→ **EXCERPTED TEXT**:
=====

Tuesday, December 10, 2013

Ten on Ten - December 2013

Well, I had big plans to take photos today.....or to post photos from the Christmas party last night.....or to at least post a tour of my Christmas decor.

But, since I'm on day 7 of a new job (really day 6 since we had an "ice day" last Friday), we have had some crazy icy weather the past few days and the annual Christmas party was at my house last night (first party in the house).......I'm completely wiped out, so you are just going to have to wait for a more extensive post later.....


Sunday, November 10, 2013

Ten on Ten - November 2013

starting the day with worship

Eternal Threads global marketplace

with Anna at lunch

Emily teaching me a clapping game at lunch

celebrating Heather's birthday

my rose bushes are still blooming!

laundry

thankful for a dishwasher.....even when I procrastinate the unloading

thinking about how I'm gonna decorate my fireplace for Christmas

that delicate balance of tea that is hot enough to soothe my sore throat, but not so hot it burns my mouth

Check out other blogs participating here


Saturday, October 26, 2013

{Early} Birthday, Fall Festival, Etc

Anna's birthday is so close to Christmas that (for now, at least) we are celebrating somewhere around the 3/4 mark.  So, today was the day for her 3rd birthday celebration - even though the actual day isn't until Dec 19.








{the last two photos - of me with Anna and Emily - were taken by the girls....not too bad!}

Then tonight was the Fall Festival at Emily's school.....


this clown costume was actually made by my mom for me 35+ years ago.....worn by me, then Heather, then Emily and now Anna!


with Emily's teacher Ms. Cagle


And some beautiful clouds on my way home.....

=====

→ **RECORD LIST**:
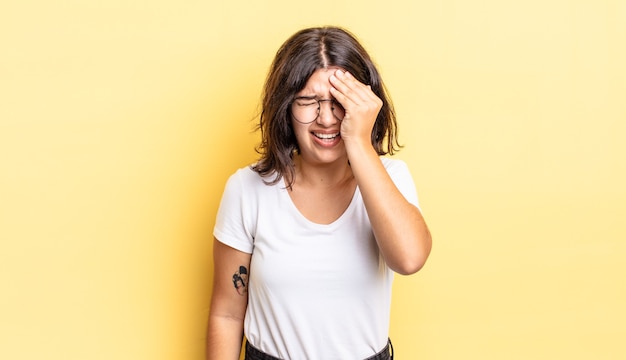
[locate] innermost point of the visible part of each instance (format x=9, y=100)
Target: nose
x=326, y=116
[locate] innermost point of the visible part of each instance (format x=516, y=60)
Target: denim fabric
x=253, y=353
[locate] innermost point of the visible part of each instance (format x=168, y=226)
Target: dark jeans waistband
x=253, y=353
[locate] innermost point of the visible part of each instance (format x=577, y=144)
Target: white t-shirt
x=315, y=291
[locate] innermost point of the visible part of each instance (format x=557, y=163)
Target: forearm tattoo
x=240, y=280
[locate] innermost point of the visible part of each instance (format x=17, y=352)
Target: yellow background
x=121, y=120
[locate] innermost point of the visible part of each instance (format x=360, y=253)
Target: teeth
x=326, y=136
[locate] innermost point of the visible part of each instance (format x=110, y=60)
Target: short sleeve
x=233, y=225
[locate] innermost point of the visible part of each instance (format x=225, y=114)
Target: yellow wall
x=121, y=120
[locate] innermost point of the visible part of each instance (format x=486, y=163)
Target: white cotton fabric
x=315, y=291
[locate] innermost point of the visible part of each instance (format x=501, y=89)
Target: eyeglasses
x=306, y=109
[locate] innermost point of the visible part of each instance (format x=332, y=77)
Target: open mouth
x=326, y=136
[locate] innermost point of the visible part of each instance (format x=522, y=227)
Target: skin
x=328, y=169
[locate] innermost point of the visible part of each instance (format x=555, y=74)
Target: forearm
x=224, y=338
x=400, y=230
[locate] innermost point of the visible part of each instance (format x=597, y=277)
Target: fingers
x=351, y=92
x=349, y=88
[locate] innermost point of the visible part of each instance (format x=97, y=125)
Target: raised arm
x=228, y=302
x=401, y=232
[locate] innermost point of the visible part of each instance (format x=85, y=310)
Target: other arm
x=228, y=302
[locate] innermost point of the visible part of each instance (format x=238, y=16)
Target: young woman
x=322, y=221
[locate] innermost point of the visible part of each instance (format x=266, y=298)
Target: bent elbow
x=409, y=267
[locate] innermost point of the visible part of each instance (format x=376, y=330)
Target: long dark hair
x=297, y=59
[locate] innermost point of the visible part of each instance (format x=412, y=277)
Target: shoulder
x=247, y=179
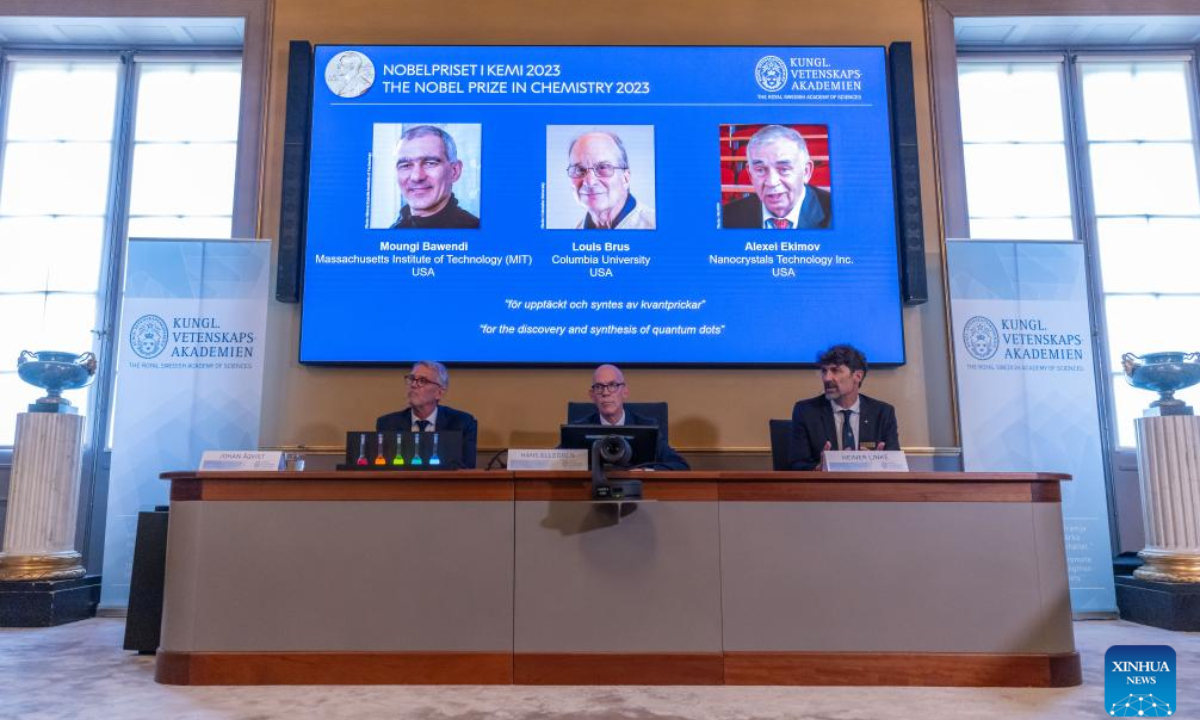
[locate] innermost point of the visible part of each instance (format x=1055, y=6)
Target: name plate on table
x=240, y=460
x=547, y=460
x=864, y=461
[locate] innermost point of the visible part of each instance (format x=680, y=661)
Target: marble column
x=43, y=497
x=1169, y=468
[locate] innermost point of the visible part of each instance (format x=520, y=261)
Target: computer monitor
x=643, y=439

=====

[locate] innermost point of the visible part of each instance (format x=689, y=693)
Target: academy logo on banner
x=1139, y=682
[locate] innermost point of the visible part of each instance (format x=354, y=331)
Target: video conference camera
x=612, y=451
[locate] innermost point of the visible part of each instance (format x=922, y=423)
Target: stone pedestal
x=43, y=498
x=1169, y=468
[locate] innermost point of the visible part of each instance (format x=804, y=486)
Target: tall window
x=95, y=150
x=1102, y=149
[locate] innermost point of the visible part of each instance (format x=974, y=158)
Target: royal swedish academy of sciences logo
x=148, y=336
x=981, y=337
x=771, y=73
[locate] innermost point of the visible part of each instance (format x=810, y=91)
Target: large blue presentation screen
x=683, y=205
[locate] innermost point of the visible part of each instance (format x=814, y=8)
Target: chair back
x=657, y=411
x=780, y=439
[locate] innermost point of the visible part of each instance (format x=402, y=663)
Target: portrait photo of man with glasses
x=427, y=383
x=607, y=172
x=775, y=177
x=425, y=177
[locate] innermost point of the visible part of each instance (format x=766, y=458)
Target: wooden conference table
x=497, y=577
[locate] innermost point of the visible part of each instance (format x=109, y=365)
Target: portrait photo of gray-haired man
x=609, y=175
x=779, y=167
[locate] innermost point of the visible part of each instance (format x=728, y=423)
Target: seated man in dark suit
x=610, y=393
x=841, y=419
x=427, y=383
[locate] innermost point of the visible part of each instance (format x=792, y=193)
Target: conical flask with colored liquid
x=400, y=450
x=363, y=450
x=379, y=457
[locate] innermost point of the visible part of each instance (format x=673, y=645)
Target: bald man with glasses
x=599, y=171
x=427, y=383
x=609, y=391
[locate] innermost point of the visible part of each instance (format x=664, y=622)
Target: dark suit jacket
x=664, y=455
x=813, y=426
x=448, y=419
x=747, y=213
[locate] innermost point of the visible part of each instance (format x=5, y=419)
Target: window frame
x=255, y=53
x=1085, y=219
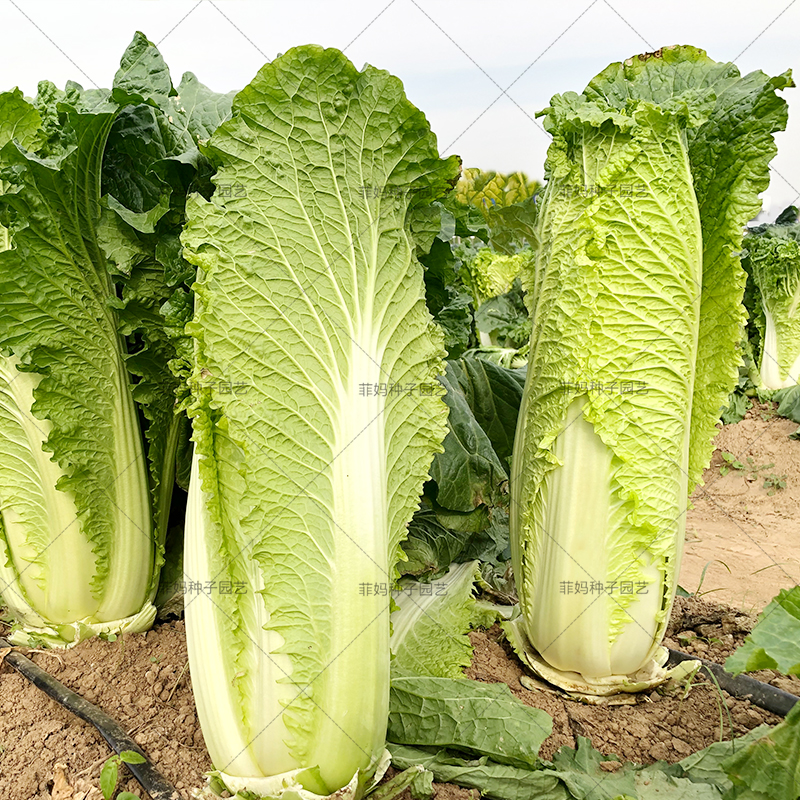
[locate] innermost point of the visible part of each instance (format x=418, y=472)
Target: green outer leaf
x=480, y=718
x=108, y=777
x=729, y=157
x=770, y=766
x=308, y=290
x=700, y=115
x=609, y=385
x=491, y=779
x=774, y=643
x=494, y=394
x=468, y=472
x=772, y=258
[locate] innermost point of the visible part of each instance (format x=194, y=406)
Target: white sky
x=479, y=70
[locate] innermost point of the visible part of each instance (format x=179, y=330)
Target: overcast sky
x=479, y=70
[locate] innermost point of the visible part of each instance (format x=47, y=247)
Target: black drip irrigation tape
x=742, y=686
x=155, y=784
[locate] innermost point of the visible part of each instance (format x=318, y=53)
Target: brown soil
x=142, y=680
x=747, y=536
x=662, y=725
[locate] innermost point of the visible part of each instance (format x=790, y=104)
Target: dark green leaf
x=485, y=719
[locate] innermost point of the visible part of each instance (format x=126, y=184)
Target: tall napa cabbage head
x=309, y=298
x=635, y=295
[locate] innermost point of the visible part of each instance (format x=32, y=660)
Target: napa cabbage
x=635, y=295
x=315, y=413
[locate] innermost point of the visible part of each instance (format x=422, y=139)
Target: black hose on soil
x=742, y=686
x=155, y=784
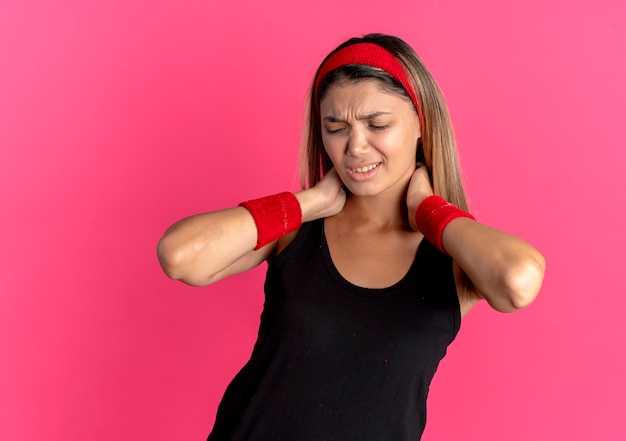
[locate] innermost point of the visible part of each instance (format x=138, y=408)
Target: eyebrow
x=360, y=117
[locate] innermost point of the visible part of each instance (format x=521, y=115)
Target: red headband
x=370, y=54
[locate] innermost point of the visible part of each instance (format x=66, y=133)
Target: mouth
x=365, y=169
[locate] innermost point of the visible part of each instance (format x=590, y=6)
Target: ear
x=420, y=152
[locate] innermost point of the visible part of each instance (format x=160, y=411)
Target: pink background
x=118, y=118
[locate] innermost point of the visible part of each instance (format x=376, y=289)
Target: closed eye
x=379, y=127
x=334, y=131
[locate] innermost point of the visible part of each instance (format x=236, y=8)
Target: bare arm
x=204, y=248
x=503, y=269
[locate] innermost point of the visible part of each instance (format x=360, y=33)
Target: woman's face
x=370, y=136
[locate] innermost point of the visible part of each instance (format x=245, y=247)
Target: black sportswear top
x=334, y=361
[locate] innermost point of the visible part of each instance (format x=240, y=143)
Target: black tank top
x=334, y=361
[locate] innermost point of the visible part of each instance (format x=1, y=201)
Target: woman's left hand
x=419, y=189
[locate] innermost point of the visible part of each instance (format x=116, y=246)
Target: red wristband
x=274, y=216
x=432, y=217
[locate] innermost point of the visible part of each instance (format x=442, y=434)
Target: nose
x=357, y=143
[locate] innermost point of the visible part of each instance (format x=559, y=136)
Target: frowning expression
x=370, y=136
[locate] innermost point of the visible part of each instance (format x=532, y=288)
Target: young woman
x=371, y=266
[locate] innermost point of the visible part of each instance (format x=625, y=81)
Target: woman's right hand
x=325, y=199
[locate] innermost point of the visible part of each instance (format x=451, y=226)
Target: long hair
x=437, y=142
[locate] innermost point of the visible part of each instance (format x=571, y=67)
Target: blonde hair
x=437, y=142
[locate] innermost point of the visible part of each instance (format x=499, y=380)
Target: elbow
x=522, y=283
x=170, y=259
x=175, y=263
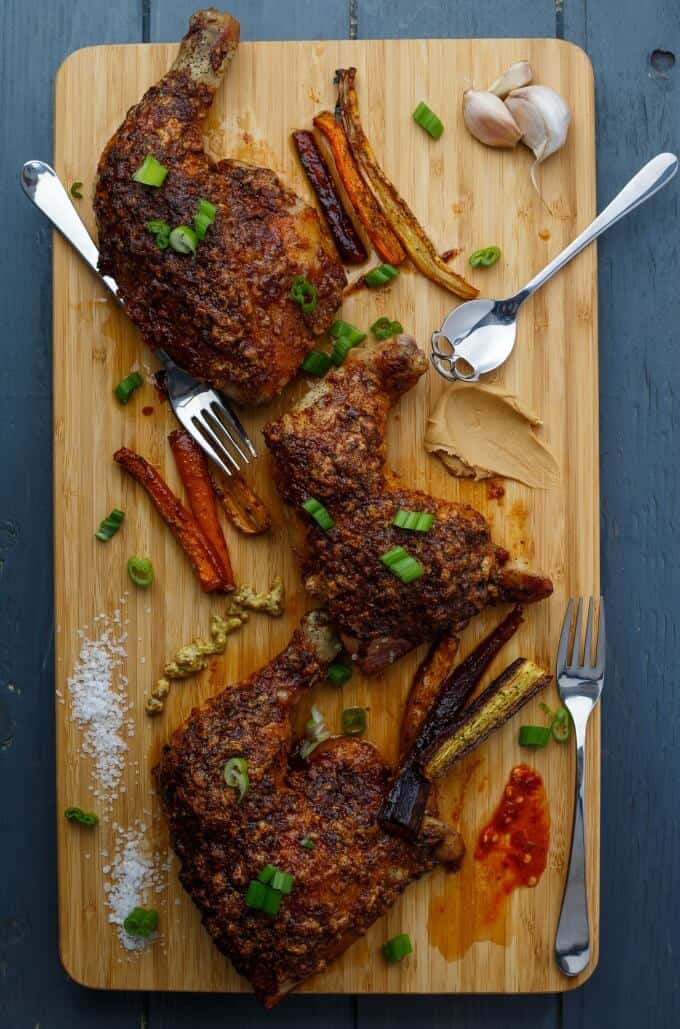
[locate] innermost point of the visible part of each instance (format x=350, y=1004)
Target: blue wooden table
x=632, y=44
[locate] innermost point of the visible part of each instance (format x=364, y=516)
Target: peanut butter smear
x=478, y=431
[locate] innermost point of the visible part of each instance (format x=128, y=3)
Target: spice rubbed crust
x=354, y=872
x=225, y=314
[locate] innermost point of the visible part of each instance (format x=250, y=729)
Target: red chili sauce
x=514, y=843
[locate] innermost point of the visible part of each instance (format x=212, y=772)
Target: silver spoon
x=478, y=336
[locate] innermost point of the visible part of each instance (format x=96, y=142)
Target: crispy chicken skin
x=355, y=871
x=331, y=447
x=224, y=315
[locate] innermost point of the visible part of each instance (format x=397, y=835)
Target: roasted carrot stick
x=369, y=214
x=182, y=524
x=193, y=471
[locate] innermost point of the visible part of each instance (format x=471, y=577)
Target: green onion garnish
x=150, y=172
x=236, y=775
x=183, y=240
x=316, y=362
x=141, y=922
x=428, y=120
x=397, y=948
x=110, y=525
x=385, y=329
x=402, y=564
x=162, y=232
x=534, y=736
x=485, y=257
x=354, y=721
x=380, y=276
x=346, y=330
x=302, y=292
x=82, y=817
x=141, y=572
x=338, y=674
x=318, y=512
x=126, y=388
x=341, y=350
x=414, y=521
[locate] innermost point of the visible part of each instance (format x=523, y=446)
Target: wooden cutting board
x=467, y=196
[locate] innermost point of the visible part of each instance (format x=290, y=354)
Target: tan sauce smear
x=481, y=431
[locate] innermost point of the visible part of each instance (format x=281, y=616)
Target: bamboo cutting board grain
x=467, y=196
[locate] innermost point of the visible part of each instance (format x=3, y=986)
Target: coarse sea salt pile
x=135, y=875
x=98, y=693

=====

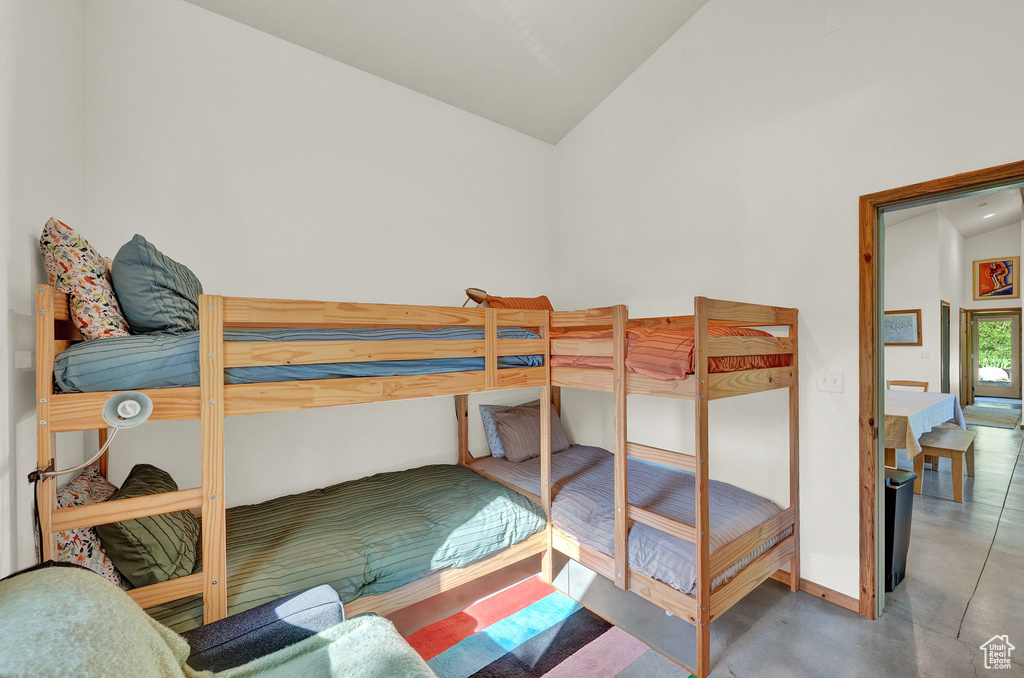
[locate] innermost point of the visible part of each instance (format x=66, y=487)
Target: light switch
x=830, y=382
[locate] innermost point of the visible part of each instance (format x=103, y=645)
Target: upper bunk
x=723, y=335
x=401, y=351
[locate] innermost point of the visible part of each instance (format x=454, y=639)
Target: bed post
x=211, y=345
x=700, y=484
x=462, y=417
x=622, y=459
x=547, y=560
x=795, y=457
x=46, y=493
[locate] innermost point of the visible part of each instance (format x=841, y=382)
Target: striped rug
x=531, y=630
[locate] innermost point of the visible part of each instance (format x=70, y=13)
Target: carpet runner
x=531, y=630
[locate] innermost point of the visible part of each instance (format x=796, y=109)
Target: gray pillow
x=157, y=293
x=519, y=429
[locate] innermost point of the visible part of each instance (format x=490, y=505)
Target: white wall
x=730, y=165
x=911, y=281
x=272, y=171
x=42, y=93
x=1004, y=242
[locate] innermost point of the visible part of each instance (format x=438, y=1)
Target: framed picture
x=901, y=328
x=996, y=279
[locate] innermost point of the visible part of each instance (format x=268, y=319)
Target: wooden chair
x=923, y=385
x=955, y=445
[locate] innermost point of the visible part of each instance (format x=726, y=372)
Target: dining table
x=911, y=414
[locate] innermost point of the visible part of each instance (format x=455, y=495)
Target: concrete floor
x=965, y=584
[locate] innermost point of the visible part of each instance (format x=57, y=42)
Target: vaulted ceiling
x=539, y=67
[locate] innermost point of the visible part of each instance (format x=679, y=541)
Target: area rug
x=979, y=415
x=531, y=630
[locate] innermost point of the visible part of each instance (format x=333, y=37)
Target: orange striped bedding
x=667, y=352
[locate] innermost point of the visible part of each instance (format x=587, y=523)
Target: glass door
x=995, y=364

=====

→ **THE REQUEST**: Please write what comes next in the family blog posts, continuing after the line about the beautiful clouds on the way home.

→ **WRITTEN ANSWER**:
Sunday, October 20, 2013

15 Years

Just finished a busy ACU Homecoming weekend ..... it was my 15 year reunion, so it was extra special.  Friday I took off work to prepare for my houseful of guests.  Enjoyed lunch at Bogie's with Mollie and Sara, then Sara and I ran a few errands. Katie met us at Rosa's for dinner before we headed to the Sullivan's house for our casual dessert reception.  The crowd was small, but it was good conversation time catching up.  Sarah met us at the Sullivan's and Dara joined us at home later.  Fun evening catching up again with my girls!

Saturday morning dawned bright and early (and cold!) for the parade.

hanging out - waiting for the parade to start

Sara, Sarah, Katie, Mollie/Mattie, Astrid/Laura, Jenni/Anna

Some of the girls went on to chapel after the parade and then we all came back to my house for lunch - with the addition of Kristen (who drove in on Saturday morning).  A yummy lunch of Hickory Street Cafe's famous chicken salad and zucchini bread, then we all split to enjoy our afternoon pursuits - some to the football game, some to visit other friends and family.

Then it was time to get ready for our reunion dinner.  It was held at the 181 Pine Event Center - songs, laughter, Sing Song memories, truths of God's faithfulness shared, and photo booth silliness rounded out the evening.  Here are a few snaps:












Such a fun idea - and so thankful Katie has a box full of props!  It was a relatively small crowd - looking forward to more of my classmates making it back for our 20 year. Then ACU had a post-reunion dessert concert and fireworks back on campus.  It was a fun way to mix and mingle with folks from other reunion years and enjoy some yummy treats.

After church this morning, everyone scattered to head back home and I've been crashed out on the couch most of the day in between transferring loads of sheets and towels -- I do LOVE having guests, but there is a bit of work to do putting the house back together when they all leave.



Sunday, October 13, 2013

Good Thoughts.....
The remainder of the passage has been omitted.